PASSAGE TO READ:
◇ ◇ ◇ ◇
Motivation for this project was to create a system architecture for storing large amount of car data, its efficient batch and streaming processing in order to get useful information from the data.
Technologies used: Apache Hadoop, Apache Spark, Apache Kafka, Metabase, PostgreSQL, Airflow, Druid, Docker
- Create "datasets" directory in the root directory
- Download batch and streaming datasets from these 2 links:
- https://www.kaggle.com/cisautomotiveapi/large-car-dataset
- https://www.kaggle.com/austinreese/craigslist-carstrucks-data
- Download PostgreSQL JDBC Driver v42.3.0 in jar format for saving processed data to database
- Go to "batch" directory and start docker-compose
docker-compose up --build
- Go to "upload_data" directory and run command below to transfer datasets to HDFS
./docker_copy.sh
- Go to Airflow URL http://localhost:8282/ and run "batch-dag"
- All batch queries will be applied to the batch dataset
- Also, 2 tables will be created for data visualization - "price_decline" and "num_of_ads"
- Go to Metabase URL http://localhost:3000/ and run SQL queries for data visualization
- Create SQL query below to visualize car model's price decline per year
SELECT "brandName", "modelName", "vf_ModelYear", "AvgPrice", "PriceDiff", "TotalCars" from price_decline
WHERE "modelName" = {{modelname}}
GROUP BY "modelName", "vf_ModelYear", "brandName", "AvgPrice", "PriceDiff", "TotalCars"
ORDER BY "vf_ModelYear" desc;
- Set "vf_ModelYear" as x-axis and "AvgPrice" for y-axis
- Go to "streaming" directory and run:
./docker-run.sh
- After producer starts filling up Kafka broker with the data, in another terminal run:
./spark-jobs-run.sh
◇ ◇ ◇ ◇
WORK TO COMPLETE:
- A) From the car data project setup guide, answer each of the following:
(i) Which version of the PostgreSQL JDBC Driver should be downloaded?
(ii) At what URL is Airflow opened?
(iii) Which column goes on the y-axis of the price decline chart?
- B) Say whether each statement agrees with the car data project setup guide. Give yes or no and quote the deciding words from the guide.
(i) The datasets are transferred to HDFS by running a command in the "upload_data" directory.
(ii) Metabase is reached at http://localhost:8282/.
(iii) The Spark jobs script is run before the producer starts sending data to the Kafka broker.

DATA BLOCK:
◇ ◇ ◇ ◇
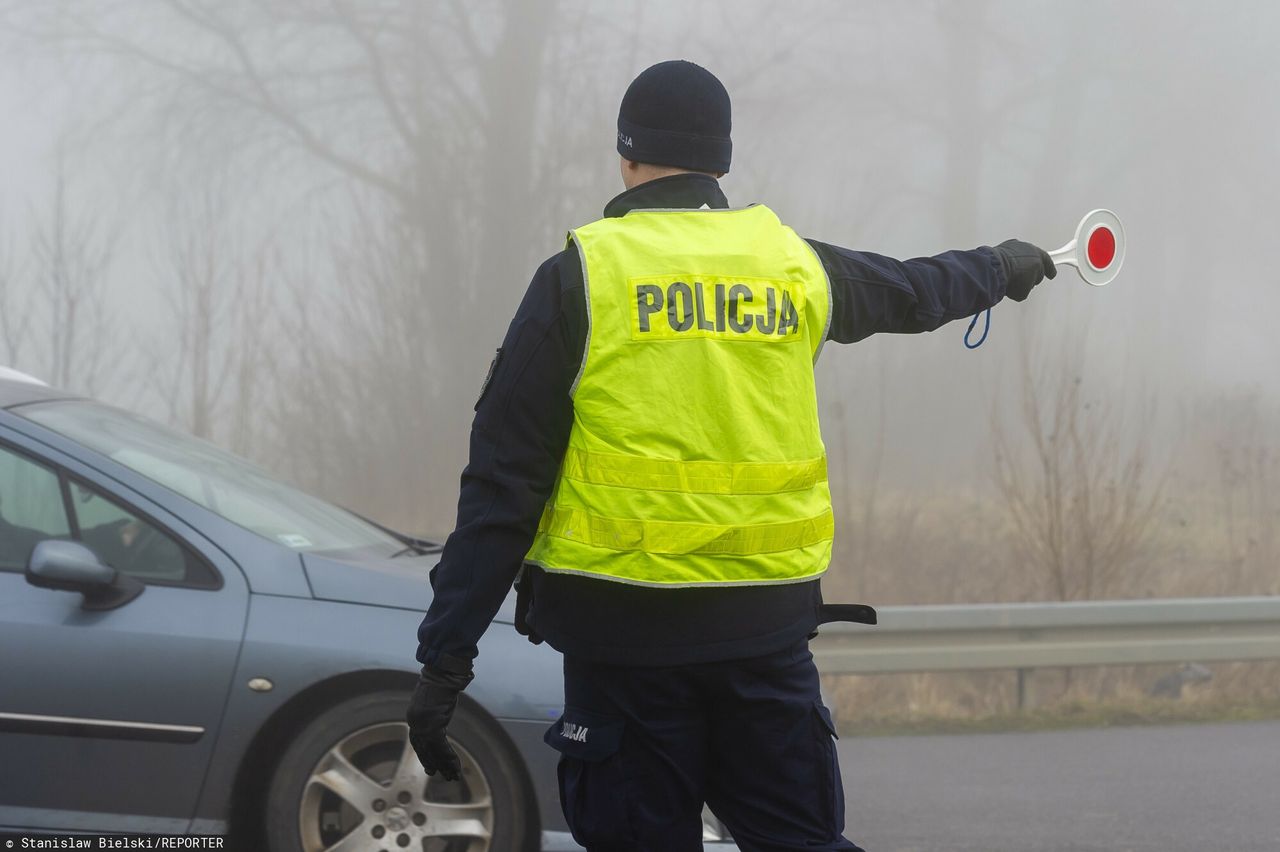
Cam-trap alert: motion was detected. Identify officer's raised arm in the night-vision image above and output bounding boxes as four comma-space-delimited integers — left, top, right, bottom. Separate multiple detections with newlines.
◇ ◇ ◇ ◇
TASK-BY-TASK ANSWERS:
- A)
(i) v42.3.0
(ii) http://localhost:8282/
(iii) "AvgPrice"

- B)
(i) Yes: "Go to "upload_data" directory and run command below to transfer datasets to HDFS"
(ii) No: "Go to Metabase URL http://localhost:3000/"
(iii) No: "After producer starts filling up Kafka broker with the data, in another terminal run:"